# Available records
━━━━━━━━━━

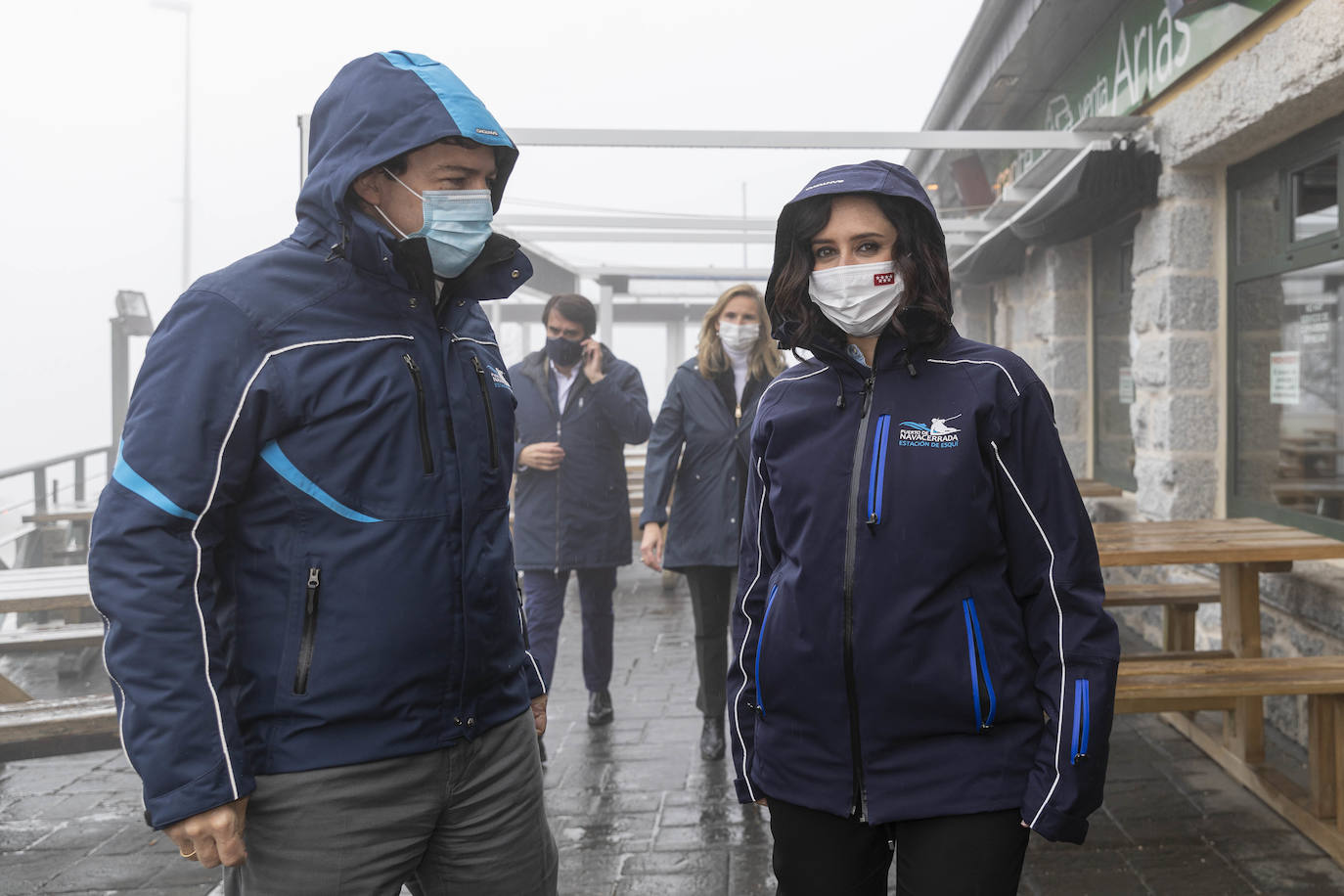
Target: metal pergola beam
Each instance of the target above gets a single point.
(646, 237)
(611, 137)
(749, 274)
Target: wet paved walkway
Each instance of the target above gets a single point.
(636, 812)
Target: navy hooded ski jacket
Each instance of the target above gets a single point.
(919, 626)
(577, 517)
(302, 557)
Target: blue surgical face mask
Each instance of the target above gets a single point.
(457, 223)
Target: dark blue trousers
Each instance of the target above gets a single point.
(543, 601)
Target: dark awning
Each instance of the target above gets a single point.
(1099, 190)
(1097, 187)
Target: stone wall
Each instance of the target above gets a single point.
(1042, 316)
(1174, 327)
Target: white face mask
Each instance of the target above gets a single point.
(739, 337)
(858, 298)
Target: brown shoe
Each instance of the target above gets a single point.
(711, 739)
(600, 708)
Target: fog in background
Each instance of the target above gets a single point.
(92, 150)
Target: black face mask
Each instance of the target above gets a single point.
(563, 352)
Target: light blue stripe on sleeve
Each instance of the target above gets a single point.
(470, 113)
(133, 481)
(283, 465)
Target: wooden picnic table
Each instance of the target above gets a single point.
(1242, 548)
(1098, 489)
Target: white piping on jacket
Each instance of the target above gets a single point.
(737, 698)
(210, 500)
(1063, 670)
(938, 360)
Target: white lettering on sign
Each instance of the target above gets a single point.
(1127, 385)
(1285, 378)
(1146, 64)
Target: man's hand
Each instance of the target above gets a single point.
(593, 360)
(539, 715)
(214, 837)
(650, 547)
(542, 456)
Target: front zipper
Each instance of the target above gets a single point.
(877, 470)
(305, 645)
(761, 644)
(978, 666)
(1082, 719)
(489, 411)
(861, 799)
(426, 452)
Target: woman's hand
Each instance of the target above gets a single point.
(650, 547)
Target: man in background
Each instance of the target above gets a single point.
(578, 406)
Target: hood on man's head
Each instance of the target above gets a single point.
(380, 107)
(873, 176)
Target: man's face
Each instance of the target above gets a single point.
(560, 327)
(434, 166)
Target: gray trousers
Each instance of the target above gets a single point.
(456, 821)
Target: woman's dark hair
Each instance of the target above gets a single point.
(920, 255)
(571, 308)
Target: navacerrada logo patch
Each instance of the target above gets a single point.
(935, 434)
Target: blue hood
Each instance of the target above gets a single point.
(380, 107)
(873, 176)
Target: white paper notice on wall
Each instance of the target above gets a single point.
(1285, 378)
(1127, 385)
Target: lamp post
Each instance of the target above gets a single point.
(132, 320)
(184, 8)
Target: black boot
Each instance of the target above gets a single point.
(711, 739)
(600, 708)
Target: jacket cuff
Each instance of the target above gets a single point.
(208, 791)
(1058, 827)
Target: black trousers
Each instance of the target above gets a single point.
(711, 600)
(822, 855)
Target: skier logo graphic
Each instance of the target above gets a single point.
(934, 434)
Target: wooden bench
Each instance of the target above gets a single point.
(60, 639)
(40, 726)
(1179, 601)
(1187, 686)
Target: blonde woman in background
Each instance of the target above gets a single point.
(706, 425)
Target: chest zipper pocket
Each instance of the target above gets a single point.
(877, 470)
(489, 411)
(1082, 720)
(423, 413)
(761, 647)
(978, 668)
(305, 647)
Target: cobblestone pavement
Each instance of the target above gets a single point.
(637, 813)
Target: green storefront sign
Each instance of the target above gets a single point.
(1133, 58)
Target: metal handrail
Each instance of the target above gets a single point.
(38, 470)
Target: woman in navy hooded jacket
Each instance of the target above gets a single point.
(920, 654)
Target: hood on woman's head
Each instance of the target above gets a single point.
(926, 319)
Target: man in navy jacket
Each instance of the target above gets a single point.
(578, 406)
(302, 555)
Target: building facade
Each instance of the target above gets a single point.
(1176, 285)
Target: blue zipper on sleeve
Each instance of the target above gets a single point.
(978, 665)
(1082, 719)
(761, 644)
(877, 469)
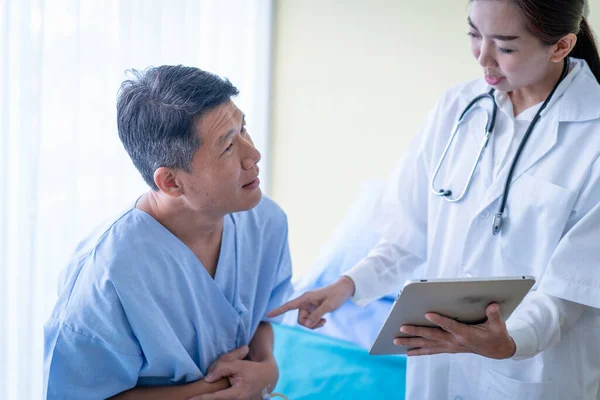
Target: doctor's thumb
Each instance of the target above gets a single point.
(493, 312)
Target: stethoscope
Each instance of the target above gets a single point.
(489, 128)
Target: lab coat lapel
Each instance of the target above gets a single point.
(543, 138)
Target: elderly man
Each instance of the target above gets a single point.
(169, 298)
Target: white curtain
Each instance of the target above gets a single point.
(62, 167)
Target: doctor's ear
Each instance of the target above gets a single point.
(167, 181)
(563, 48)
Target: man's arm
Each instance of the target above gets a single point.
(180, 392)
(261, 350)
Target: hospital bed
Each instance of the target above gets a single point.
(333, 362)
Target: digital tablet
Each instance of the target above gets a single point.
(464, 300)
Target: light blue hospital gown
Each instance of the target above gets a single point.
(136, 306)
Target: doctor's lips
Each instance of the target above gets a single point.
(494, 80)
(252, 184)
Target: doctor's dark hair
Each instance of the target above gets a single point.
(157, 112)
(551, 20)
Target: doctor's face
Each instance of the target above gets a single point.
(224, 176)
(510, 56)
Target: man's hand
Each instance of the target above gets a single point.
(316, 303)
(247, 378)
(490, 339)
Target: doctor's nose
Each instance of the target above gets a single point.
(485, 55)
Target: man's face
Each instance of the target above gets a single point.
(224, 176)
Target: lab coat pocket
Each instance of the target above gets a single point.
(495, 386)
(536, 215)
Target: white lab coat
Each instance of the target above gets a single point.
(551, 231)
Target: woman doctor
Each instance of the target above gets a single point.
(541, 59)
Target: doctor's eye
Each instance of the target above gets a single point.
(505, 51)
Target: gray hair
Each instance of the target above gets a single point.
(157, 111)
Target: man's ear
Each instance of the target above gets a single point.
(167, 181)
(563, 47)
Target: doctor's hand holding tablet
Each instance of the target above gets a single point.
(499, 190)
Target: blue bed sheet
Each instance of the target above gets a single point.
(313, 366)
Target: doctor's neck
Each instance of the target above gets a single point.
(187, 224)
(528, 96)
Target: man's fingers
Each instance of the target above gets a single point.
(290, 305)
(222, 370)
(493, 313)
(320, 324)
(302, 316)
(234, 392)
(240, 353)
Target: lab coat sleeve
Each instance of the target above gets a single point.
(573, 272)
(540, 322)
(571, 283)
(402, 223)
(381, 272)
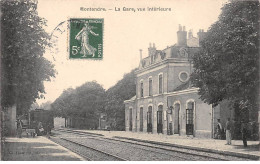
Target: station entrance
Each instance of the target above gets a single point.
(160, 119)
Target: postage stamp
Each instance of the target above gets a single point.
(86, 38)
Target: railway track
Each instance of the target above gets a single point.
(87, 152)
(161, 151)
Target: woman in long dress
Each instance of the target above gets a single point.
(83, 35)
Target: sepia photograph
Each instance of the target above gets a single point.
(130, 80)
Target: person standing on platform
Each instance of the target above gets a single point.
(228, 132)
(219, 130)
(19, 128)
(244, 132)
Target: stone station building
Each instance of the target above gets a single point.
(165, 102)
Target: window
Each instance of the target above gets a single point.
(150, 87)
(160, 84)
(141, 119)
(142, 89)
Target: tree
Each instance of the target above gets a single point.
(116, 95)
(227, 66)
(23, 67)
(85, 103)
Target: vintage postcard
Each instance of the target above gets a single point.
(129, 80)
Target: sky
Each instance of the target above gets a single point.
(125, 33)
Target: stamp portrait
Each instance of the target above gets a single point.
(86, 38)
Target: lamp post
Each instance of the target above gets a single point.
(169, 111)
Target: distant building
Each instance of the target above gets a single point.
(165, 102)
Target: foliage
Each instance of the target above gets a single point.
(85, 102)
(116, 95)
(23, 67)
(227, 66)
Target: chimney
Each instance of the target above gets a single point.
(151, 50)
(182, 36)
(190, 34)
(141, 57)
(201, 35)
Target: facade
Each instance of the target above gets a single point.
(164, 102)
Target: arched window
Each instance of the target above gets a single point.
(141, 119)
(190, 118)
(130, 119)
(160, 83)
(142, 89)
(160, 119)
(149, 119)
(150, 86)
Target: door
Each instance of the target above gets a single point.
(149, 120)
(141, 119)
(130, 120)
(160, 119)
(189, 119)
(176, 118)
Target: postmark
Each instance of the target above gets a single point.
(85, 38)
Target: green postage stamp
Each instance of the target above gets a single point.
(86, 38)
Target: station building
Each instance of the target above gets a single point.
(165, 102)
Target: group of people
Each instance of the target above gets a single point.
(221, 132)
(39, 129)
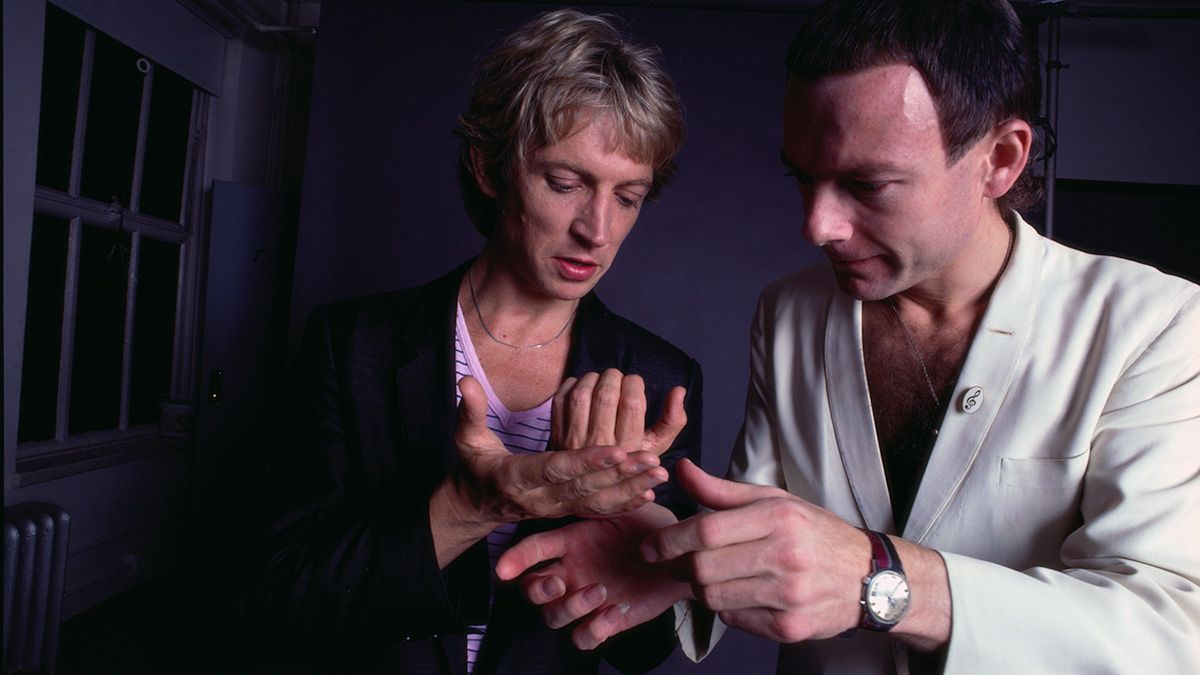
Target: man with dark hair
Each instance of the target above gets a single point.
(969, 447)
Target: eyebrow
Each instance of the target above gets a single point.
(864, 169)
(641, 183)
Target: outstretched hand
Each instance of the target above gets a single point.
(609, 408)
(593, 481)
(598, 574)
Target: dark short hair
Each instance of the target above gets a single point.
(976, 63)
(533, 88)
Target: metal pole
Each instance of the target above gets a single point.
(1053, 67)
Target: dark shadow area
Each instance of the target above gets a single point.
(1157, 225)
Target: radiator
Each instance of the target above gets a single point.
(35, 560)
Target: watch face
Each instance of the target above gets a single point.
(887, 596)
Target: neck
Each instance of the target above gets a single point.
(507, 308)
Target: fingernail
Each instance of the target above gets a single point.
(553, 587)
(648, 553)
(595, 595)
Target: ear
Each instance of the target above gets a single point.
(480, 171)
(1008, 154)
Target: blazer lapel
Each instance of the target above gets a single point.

━━━━━━━━━━

# About this exercise
Since the pictures are not part of the copy, please transcribe only the lines above from the one with "Target: woman in navy hooded jacket" through the one with "Target: doctor's thumb", exactly and with both ends.

# Written solution
Target: woman in navy hooded jacket
Each instance of the target above gets a single point.
(920, 654)
Target: hood on woman's head
Each instance of the target above gets a single point.
(926, 319)
Target: man in navy jacket
Each instance of the target above gets a single point.
(578, 406)
(302, 555)
Target: building facade
Each instance of the target above gets a single point.
(1176, 285)
Target: blue zipper on sleeve
Each instance of the target above gets a single point.
(978, 665)
(1082, 719)
(761, 644)
(877, 469)
Target: doctor's thumb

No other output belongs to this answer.